Dataset extract

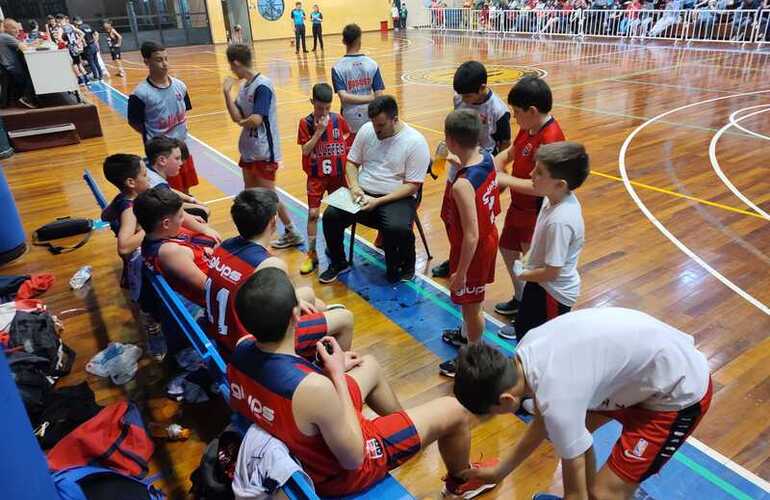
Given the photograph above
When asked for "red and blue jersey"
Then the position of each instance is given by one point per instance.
(194, 241)
(483, 178)
(331, 151)
(229, 267)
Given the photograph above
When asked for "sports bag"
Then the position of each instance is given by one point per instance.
(62, 227)
(115, 438)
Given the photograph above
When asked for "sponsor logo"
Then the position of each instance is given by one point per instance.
(256, 407)
(496, 74)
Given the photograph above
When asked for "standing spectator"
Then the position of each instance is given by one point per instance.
(298, 19)
(10, 60)
(395, 13)
(91, 49)
(114, 41)
(317, 18)
(385, 169)
(158, 106)
(356, 79)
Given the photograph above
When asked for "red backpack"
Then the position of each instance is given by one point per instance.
(115, 438)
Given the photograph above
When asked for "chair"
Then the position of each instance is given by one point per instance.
(416, 221)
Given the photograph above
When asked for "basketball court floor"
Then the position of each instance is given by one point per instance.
(676, 212)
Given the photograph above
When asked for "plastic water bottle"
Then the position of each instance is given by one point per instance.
(80, 278)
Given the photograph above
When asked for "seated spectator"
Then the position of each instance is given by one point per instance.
(181, 256)
(316, 410)
(12, 61)
(254, 213)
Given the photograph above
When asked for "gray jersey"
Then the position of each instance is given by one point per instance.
(359, 75)
(490, 111)
(160, 111)
(262, 143)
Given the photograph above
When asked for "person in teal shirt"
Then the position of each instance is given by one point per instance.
(298, 19)
(316, 17)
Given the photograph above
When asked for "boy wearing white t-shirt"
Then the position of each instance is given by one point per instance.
(584, 369)
(552, 283)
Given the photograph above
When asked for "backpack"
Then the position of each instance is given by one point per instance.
(115, 438)
(101, 483)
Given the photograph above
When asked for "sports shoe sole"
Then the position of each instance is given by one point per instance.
(468, 494)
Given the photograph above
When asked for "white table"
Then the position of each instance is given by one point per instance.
(51, 71)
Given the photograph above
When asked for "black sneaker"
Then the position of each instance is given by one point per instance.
(332, 272)
(441, 270)
(448, 368)
(454, 337)
(507, 308)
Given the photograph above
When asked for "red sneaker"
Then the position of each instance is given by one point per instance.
(472, 488)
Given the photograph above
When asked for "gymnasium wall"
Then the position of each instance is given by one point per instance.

Your objective
Copy each entry above exactly; drop the pictures.

Written solution
Given the photograph above
When asked for "red and blue jersey"
Then the position of each instance is given by one point per instance.
(194, 241)
(483, 178)
(331, 151)
(229, 267)
Given the photograph above
When asked for "sports bag"
Then the position of each instance is given by one point per instance.
(62, 227)
(115, 438)
Given the photograph above
When asked for "sponsor logo"
Then the position of each instance is given by one point per instance.
(256, 407)
(496, 74)
Given the photograph above
When asked for "standing spectator"
Then the position of each instance is given by one point per instance.
(298, 19)
(10, 60)
(395, 13)
(91, 49)
(114, 41)
(317, 18)
(385, 169)
(158, 106)
(356, 79)
Given the photograph above
When asked for "red backpack"
Then the position of each instance is given by one point per instance.
(115, 438)
Given the photograph above
When asked for "chair"
Then the position of each instance is given by one point per instance.
(416, 221)
Given the photograph above
When asked for "basketball court floor"
Then the position of each instance is given by one point per instance.
(676, 212)
Given the photograph above
When asked for "plastic water bottle"
Then the position of each instance is given by one point per instance.
(80, 278)
Given the photograph above
When asked for "seated spectator"
Then the position of each instance is given by one point per instance.
(181, 256)
(316, 410)
(12, 61)
(254, 213)
Given the photograph above
When asked for "gray jersey"
Then the position of each instance is given by one point per instance.
(359, 75)
(490, 111)
(160, 111)
(262, 143)
Given the photograph above
When asked for "person in teal shirt"
Then the position of each instance is given by one point per instance.
(298, 19)
(316, 17)
Given the photograph above
When asked for "boy wearing white t-shirt"
Then the position of each instance is given by one point per instance.
(584, 369)
(552, 283)
Given the photograph above
When asked for "backpack"
Then the position of each instance is given by one point per instance.
(115, 438)
(101, 483)
Given the photograph above
When asked for "sports shoe sole"
Then the position of each instance is given by one point per instance.
(468, 494)
Given the photograph above
When asked for "white table"
Then the position of each instance is given by one point per instance.
(51, 71)
Given the photograph above
When asked for "black sneaker"
Then the position of each instance is given by one point per instance.
(332, 272)
(441, 270)
(448, 368)
(454, 337)
(507, 308)
Given the photograph above
When asked for "red sneaker"
Then the position of each instance is given by one point per instance.
(472, 488)
Given the photograph above
When asked for "gymnasium wall"
Then the position of each instance is given by one point per instance.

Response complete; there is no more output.